• Document text

========================================

Solstice

You know it’s been a weird year when you pick up your boy on the last day of school and he gets in the car carrying a bag of milk. That’s right. A pint of lunch milk, poured into a plastic bag. Chocolate, if you must know. It was double bagged so I guess there was some thought involved. Only later did I reflect on the potential mess and ensuing disaster udder boy would have been in had he dropped the bag of milk in the building. Already on thin ice after a tumultuous freshman year of high school (it doesn’t get any thinner), he is probably feeling as relieved as I am that it’s over. The longest year.

And now—the longest day. We are the closest to the sun we’ll get this year. Leaning at a tilt of 23.44 degrees toward our largest star, which is at its northernmost point in the sky and will appear to stand still (sol-stice…sun-stand) before reversing her course. Technically, the longest moment of the longest day in this, the longest year, came this past Monday at 3:43 p.m., when the travelling sun reached its zenith. I tell you what, we were already there.

========================================

• The data
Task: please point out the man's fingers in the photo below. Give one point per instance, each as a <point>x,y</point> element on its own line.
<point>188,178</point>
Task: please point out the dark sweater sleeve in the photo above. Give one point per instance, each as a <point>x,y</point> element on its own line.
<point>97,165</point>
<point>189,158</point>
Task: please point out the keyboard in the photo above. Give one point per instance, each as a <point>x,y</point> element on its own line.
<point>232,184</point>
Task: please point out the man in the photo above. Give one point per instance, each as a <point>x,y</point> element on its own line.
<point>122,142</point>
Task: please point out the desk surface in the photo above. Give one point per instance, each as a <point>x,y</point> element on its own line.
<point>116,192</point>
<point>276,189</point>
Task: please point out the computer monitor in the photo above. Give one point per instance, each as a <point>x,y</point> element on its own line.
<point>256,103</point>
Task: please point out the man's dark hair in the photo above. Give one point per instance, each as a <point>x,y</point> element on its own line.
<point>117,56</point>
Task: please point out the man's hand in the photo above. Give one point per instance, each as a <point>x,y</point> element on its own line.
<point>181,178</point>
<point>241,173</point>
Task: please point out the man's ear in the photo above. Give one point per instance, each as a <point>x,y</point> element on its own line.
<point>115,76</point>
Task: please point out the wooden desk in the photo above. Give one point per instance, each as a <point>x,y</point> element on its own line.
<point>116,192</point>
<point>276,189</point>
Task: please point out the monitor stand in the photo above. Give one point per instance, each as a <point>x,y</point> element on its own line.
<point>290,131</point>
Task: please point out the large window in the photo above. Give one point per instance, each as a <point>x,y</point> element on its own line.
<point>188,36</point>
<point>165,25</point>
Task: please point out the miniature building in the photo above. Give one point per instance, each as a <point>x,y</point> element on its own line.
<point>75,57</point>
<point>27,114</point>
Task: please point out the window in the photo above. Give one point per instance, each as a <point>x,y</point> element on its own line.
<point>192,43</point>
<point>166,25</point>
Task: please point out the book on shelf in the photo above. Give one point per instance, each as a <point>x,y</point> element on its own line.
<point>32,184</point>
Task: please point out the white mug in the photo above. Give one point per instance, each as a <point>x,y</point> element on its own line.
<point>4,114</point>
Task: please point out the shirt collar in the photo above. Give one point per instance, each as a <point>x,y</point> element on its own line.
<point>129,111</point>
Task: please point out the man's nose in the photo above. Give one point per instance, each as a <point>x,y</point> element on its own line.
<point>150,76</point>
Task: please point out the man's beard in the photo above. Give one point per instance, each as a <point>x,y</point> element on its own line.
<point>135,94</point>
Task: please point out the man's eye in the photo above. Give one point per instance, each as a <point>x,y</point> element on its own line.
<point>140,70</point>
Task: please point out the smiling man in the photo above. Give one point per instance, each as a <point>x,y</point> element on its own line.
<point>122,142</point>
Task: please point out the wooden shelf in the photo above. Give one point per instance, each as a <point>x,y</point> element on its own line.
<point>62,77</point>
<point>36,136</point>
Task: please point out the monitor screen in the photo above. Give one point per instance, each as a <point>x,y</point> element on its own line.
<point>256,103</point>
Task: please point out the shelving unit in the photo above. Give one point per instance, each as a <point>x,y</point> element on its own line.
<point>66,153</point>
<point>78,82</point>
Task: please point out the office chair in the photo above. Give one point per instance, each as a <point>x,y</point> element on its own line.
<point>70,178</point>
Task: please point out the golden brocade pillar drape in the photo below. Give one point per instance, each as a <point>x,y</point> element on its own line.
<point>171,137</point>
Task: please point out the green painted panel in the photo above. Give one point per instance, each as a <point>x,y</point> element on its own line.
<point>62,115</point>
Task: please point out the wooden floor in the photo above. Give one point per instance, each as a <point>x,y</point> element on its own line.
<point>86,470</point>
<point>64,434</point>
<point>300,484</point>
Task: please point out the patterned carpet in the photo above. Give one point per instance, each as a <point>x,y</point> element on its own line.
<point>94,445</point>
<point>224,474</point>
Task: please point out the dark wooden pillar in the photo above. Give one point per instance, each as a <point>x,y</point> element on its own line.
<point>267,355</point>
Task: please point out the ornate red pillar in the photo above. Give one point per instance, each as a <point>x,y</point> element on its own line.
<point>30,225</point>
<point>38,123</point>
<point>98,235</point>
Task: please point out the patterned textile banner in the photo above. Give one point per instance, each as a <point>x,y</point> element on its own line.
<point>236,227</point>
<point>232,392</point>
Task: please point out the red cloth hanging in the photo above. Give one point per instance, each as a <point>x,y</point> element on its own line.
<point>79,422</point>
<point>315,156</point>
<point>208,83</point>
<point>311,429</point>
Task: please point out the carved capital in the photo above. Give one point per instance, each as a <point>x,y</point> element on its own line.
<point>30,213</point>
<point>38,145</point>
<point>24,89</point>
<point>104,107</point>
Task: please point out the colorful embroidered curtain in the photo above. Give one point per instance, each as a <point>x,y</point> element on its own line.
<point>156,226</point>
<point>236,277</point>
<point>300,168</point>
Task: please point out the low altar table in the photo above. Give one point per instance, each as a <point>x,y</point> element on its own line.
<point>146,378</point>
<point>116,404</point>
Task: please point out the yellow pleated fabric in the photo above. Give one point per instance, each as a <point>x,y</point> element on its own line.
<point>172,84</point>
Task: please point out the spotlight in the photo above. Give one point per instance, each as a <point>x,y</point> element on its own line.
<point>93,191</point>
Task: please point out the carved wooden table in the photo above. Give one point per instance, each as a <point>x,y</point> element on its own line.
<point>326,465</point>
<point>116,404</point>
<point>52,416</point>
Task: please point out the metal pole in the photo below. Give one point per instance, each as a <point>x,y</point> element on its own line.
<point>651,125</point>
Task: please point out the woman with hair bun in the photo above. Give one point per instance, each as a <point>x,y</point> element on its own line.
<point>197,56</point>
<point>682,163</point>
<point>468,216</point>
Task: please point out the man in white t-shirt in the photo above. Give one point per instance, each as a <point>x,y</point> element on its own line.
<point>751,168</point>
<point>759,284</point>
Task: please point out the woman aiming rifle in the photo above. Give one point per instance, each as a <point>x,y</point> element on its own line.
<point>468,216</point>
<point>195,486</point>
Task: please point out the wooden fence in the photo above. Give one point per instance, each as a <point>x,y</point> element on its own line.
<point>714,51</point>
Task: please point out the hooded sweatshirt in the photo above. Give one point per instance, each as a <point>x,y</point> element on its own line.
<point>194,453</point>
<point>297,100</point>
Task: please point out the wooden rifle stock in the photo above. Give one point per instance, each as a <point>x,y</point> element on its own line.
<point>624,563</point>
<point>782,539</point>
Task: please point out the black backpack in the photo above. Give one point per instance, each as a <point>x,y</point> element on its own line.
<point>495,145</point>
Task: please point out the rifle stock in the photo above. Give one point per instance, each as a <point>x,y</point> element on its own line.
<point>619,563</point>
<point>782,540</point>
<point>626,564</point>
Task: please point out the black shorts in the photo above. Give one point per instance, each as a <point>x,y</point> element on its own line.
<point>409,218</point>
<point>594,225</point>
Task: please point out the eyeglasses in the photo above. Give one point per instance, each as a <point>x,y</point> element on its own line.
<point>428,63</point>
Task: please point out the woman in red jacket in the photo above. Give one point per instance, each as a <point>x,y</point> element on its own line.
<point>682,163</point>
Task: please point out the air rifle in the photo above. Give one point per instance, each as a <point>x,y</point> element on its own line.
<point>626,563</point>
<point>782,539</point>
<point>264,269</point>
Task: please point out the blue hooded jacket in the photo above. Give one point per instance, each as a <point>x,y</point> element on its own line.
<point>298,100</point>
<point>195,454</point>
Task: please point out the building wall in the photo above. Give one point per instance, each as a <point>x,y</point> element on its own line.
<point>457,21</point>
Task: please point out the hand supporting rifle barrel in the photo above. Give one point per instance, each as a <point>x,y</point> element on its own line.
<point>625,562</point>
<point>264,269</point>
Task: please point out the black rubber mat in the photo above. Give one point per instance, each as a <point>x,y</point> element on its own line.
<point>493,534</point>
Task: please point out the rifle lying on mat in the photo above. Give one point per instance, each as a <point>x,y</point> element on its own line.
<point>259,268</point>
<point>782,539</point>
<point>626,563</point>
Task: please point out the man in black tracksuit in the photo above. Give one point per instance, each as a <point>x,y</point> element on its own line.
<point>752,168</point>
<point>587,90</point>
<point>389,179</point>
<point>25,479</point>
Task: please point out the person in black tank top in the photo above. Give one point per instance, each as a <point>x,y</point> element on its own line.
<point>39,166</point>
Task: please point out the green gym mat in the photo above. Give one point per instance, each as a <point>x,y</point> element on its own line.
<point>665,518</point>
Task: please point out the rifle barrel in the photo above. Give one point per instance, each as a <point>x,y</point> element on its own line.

========================================

• Exercise set
a. Echo the solstice essay word for word, between "You know it’s" and "The longest year.", inclusive.
b. Answer these questions from the solstice essay, one per line:
(i) What flavor was the milk the boy carried in the bag?
(ii) How many degrees toward the sun is the tilt given as?
(iii) At what time on Monday did the longest moment of the longest day come?
c. Condense the paragraph of the solstice essay that begins "And now—the longest day" into a short bulleted list that keeps its main facts.

• Solved tasks
a.
You know it’s been a weird year when you pick up your boy on the last day of school and he gets in the car carrying a bag of milk. That’s right. A pint of lunch milk, poured into a plastic bag. Chocolate, if you must know. It was double bagged so I guess there was some thought involved. Only later did I reflect on the potential mess and ensuing disaster udder boy would have been in had he dropped the bag of milk in the building. Already on thin ice after a tumultuous freshman year of high school (it doesn’t get any thinner), he is probably feeling as relieved as I am that it’s over. The longest year.

b.
(i) Chocolate
(ii) 23.44 degrees
(iii) 3:43 p.m.

c.
- The longest day has arrived.
- We lean at a tilt of 23.44 degrees toward the sun.
- The sun is at its northernmost point in the sky and appears to stand still before reversing course ("sol-stice" meaning "sun-stand").
- The exact moment came this past Monday at 3:43 p.m., when the sun reached its zenith.
- The writer says "we were already there."